### Data for this task:
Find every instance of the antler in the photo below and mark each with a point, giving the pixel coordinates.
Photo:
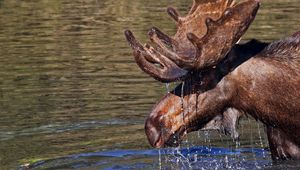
(203, 38)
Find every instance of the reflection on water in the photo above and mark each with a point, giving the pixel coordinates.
(69, 84)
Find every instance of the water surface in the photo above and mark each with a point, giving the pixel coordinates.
(69, 84)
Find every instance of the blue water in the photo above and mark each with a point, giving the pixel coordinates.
(197, 157)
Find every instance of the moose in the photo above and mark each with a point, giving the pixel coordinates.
(221, 79)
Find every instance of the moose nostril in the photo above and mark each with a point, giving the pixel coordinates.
(153, 133)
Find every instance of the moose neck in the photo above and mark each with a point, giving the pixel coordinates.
(239, 54)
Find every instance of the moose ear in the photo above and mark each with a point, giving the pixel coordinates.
(203, 38)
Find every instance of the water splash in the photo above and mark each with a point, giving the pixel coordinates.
(202, 158)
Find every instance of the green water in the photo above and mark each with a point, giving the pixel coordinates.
(68, 81)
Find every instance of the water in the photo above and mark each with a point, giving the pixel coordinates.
(69, 84)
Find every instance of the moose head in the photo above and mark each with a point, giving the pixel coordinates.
(193, 55)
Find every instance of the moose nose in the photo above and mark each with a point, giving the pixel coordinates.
(153, 132)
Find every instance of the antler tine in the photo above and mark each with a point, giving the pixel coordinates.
(146, 58)
(174, 14)
(203, 38)
(229, 28)
(163, 37)
(155, 37)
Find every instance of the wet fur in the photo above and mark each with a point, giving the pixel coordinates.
(267, 87)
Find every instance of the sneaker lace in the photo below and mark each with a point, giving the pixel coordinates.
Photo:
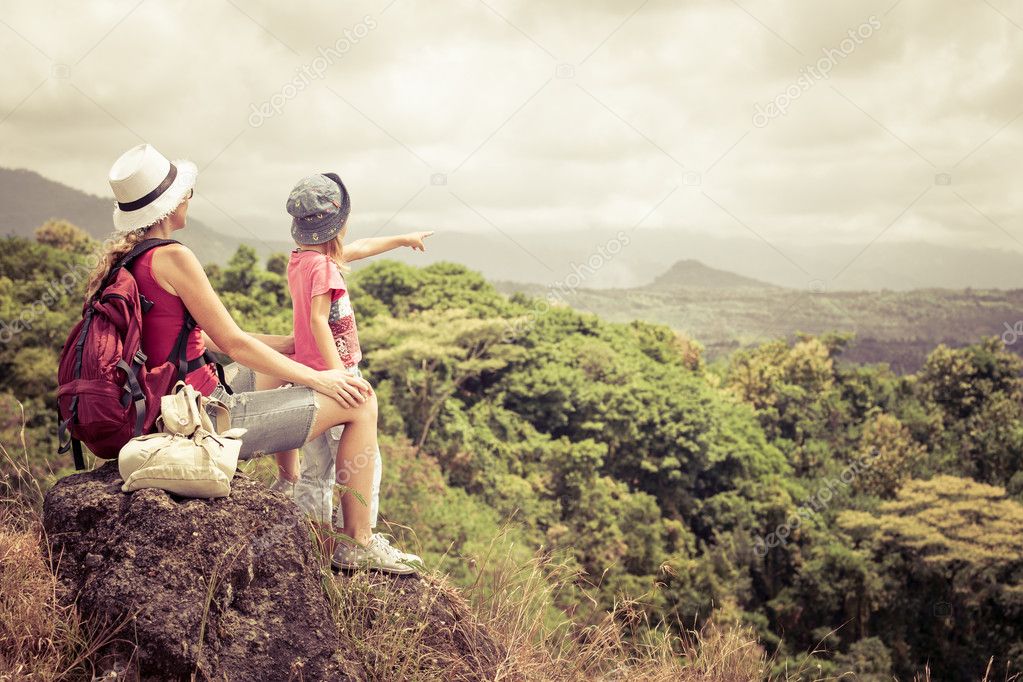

### Written request:
Identify each line in the items above that contains the word "below" and copy those lines in full.

### Final answer:
Find every instance of the antler in the photo below and mark each with a point, giving the pixel coordinates.
Find every instance of the sneaker lace in the photo below and mark each with a point, giving the pixel coordinates.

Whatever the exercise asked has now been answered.